Set task 1 =
In the post on early-selling VCs, what is the name of Fred Wilson's blog?
Set task 2 =
Copy everything in the post on early-selling VCs from "And here’s my" down to "size and scope.".
==== Text shown ====
Kara Swisher

Recent Posts by Kara Swisher

Early-Selling VCs Are About as Surprising as Summer Fog in San Francisco

Whenever an out-of-town visitor comes to stay at my house in San Francisco, it’s as good as definite that I will get some version of this:

“It really is cold when the fog rolls in, isn’t it? Do you know that famous Mark Twain quote about the coldest winter I ever spent was a summer in San Francisco? How come it was just warm and a second later it is freezing? Is it always like this?”

And here’s my usual reply: Yes. Indeed, I do. Please see Mark Twain famous quote about the coldest winter I ever spent was a summer in San Francisco. Mais oui, mon ami — so get yourself a fleece and shut up about it.

I am beginning to feel the same way about the endless series of articles about insiders — especially venture capitalists, who were early investors in a number of Web 2.0 companies — selling out big chunks of their stakes now that lockups have expired.

We’ve done a few — a very few, in fact, by choice — since the fact that some of these insiders are selling comes with about as much suspense as whether Apple’s stock will rise in the run-up to the latest product launches in September.

We’ve done a few of those stories, too, since at least the Apple market valuation is unprecedented in its size and scope.

VCs heading for the exits as soon as possible after a big liquidation event, not so much.

As investor Fred Wilson noted sensibly on his blog A VC yesterday:

“It is an investors job to return capital. I will say that again. It is an investors job to return capital … So to all the folks out there who are shocked and outraged at all the insider selling going on, I would suggest they park their outrage at the door of capitalism.”
==== Collected material ====
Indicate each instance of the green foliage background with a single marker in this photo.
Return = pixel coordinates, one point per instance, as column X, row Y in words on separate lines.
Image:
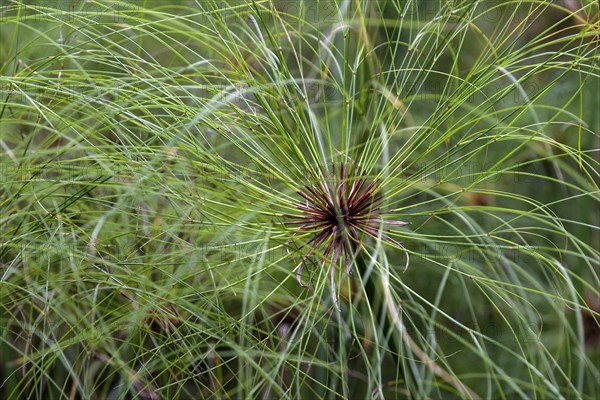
column 150, row 152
====
Exercise output 1 =
A VC

Exercise output 2 =
And here’s my usual reply: Yes. Indeed, I do. Please see Mark Twain famous quote about the coldest winter I ever spent was a summer in San Francisco. Mais oui, mon ami — so get yourself a fleece and shut up about it.

I am beginning to feel the same way about the endless series of articles about insiders — especially venture capitalists, who were early investors in a number of Web 2.0 companies — selling out big chunks of their stakes now that lockups have expired.

We’ve done a few — a very few, in fact, by choice — since the fact that some of these insiders are selling comes with about as much suspense as whether Apple’s stock will rise in the run-up to the latest product launches in September.

We’ve done a few of those stories, too, since at least the Apple market valuation is unprecedented in its size and scope.